#### [Short task A]
Name every emissions-control system that the article on the Hyundai Santa Fe mentions for the 2.2 CRDi engine.

begin Passage provided

IAIN ROBERTSON 

A stalwart of Hyundai’s SUV/crossover offering, the next generation Santa Fe model, states Iain Robertson, benefits from new styling and a re-gauging of its place in the mainstream segment of the market, which will boost both sales and expectations.

The march of the South Korean car brands has been unrelenting in recent times. Led by Hyundai and its partner, Kia, their products have met consumer demands and expectations head-on. In many ways, they are delivering to customer needs in ways at which their European rivals can only marvel. While I used to refer to both as ‘coming brands’, it is now much fairer to regard them not just as ‘having arrived’ but actually as sector leaders. They are also heralding-in an atmosphere of tremendous excitement, at a time when many of their competitors are enduring insufferable pain.

Introducing an array of new equipment, safety addenda and powertrain features over the outgoing generation, the all-new Hyundai Santa Fe factors in an up-market stance for its new car due this September. It is combined with fresh exterior styling that showcases the SUV design language initiated by the smaller Kona model, which includes the cascading radiator grille and composite lamps. The interior has also been completely re-designed to create a roomier environment possessing heaps of soft touch and greater use of high-end materials. The way in which Hyundai has transformed this car, from a jokey off-roader to a luxurious SUV has been little less than extraordinary.

Santa Fe’s engine line-up features the 2.2 CRDi ‘R’ engine that has been upgraded with the addition of both selective catalytic reduction (SCR) and lean NOx trap (LNT) to further reduce emissions, in conjunction with the diesel particulate filter (DPF) system. It still delivers a healthy 197bhp power output and will be available with front, or 4WD underpinnings, with a choice of 6-speed manual, or an all-new 8-speed automatic transmission. A ‘smart’ gearbox, the auto unit features an enhanced drive mode logic that improves engine responsiveness and control when cornering, by suppressing upshifts over a set lateral G-level, while over-riding engine braking by raising the gearbox downshift revs level, when slowing rapidly. It is a step on from ‘fuzzy logic’, which used to predominate in automatic transmissions for more than two decades.

end Passage provided

#### [Short task B]
In the records, give as a numbered list the lines from the one containing "TARGET = standing person in white outfit" through the one containing "column 239, row 182", both included. Omit blank lines.

begin Provided information

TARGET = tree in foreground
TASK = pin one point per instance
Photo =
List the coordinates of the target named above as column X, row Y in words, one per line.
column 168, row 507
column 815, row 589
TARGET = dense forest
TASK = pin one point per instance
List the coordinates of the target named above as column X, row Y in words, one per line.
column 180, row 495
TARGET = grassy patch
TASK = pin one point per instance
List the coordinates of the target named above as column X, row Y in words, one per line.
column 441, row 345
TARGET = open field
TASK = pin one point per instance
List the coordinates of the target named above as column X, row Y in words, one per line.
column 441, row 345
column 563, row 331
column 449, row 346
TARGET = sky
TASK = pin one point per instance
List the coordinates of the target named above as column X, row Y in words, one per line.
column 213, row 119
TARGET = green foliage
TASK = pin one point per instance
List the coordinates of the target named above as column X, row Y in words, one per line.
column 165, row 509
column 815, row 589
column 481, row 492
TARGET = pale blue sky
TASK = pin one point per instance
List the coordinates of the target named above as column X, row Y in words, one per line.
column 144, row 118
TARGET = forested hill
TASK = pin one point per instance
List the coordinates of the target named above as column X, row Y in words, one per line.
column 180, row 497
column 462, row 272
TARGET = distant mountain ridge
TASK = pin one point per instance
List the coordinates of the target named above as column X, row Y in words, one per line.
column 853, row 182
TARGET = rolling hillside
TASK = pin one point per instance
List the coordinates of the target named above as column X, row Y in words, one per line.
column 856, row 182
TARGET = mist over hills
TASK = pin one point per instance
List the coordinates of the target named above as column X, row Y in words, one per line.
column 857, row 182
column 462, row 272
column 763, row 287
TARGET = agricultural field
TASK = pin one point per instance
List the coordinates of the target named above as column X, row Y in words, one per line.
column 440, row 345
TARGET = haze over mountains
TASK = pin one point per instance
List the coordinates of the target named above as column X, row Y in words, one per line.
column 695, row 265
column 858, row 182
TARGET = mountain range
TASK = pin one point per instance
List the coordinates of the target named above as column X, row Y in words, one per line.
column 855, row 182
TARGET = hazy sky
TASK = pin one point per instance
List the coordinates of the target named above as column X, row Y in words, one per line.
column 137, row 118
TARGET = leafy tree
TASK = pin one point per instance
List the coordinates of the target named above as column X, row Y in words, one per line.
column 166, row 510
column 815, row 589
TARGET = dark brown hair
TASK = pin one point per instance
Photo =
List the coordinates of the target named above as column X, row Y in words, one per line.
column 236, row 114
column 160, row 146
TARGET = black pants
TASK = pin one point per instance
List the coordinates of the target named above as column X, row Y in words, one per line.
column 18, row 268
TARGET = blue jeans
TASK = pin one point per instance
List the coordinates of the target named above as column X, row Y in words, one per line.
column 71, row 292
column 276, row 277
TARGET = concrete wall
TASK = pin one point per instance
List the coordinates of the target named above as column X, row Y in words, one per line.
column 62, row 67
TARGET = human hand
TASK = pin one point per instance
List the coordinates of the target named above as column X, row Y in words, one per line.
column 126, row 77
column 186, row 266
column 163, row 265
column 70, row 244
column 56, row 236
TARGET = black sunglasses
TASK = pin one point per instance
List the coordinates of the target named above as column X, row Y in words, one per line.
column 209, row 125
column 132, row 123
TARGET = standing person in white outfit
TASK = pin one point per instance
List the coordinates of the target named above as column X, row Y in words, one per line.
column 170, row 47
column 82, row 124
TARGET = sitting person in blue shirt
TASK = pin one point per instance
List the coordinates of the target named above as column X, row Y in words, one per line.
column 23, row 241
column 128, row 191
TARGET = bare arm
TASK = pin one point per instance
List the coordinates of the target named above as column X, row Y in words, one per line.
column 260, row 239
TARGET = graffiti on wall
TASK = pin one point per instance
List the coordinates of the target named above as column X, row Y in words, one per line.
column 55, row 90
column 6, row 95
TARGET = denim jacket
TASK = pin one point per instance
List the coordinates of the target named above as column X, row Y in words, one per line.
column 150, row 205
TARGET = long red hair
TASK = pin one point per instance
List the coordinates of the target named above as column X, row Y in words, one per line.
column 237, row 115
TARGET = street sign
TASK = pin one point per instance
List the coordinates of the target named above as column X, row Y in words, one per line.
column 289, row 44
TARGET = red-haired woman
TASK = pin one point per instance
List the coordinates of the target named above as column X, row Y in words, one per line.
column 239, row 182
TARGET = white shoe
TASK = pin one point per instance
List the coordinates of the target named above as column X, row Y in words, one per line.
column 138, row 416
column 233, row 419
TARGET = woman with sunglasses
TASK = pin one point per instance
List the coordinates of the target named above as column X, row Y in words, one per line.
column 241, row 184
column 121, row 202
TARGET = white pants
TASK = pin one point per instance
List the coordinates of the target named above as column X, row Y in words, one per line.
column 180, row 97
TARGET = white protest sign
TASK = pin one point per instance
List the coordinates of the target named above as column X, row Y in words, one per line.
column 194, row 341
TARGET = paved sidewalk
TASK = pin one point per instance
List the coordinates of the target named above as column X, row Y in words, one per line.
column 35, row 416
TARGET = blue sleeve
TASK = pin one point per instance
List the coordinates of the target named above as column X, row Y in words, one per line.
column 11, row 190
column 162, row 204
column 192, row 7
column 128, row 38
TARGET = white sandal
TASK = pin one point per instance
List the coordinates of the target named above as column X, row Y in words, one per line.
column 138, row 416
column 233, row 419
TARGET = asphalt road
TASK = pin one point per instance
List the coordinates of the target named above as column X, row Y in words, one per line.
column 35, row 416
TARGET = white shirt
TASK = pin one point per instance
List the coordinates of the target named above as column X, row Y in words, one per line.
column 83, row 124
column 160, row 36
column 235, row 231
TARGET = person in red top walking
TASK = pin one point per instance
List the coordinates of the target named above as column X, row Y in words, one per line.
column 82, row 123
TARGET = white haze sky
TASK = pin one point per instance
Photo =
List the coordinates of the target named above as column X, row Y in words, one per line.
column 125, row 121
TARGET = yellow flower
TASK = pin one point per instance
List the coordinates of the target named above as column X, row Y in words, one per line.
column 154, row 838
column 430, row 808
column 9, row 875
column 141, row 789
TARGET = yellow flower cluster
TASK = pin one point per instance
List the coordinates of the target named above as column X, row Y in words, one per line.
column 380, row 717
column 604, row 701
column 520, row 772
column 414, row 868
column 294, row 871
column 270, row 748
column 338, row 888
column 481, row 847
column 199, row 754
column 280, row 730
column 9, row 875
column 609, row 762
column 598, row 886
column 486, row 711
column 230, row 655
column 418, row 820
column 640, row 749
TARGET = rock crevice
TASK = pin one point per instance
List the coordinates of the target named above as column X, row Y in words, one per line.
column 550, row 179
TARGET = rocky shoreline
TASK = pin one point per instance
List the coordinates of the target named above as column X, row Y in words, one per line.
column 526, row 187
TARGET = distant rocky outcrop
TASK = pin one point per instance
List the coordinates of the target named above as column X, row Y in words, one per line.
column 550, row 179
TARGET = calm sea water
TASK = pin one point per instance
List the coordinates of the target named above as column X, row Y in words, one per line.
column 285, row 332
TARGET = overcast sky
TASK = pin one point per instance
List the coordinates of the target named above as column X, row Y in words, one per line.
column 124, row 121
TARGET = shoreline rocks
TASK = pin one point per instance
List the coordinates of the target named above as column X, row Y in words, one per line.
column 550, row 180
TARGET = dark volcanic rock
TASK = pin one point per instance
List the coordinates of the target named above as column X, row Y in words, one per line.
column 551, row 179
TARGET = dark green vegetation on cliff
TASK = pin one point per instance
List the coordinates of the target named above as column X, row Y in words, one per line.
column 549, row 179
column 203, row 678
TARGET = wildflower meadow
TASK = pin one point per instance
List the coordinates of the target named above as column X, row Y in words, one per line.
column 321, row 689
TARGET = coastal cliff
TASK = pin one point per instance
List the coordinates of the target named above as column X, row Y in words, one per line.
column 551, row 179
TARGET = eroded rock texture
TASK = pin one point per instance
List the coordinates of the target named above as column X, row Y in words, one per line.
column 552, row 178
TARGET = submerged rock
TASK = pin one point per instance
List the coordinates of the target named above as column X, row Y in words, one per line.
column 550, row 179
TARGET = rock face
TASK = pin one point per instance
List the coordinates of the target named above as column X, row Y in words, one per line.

end Provided information

#### [Exercise output A]
- Selective catalytic reduction (SCR)
- Lean NOx trap (LNT)
- Diesel particulate filter (DPF)

#### [Exercise output B]
1. TARGET = standing person in white outfit
2. TASK = pin one point per instance
3. List the coordinates of the target named above as column X, row Y in words, one per line.
4. column 170, row 47
5. column 82, row 124
6. TARGET = sitting person in blue shirt
7. TASK = pin one point per instance
8. List the coordinates of the target named above as column X, row Y in words, one per line.
9. column 23, row 241
10. column 128, row 191
11. TARGET = bare arm
12. TASK = pin one point per instance
13. List the coordinates of the target named above as column X, row Y in words, one per line.
14. column 260, row 239
15. TARGET = graffiti on wall
16. TASK = pin one point per instance
17. List the coordinates of the target named above as column X, row Y in words, one per line.
18. column 55, row 90
19. column 6, row 95
20. TARGET = denim jacket
21. TASK = pin one point per instance
22. List the coordinates of the target named above as column X, row Y in words, one per line.
23. column 150, row 205
24. TARGET = long red hair
25. TASK = pin one point per instance
26. List the coordinates of the target named above as column X, row Y in words, one per line.
27. column 237, row 115
28. TARGET = street sign
29. TASK = pin one point per instance
30. List the coordinates of the target named above as column X, row Y in words, one per line.
31. column 289, row 44
32. TARGET = red-haired woman
33. TASK = pin one point per instance
34. List the coordinates of the target named above as column X, row Y in words, one per line.
35. column 239, row 182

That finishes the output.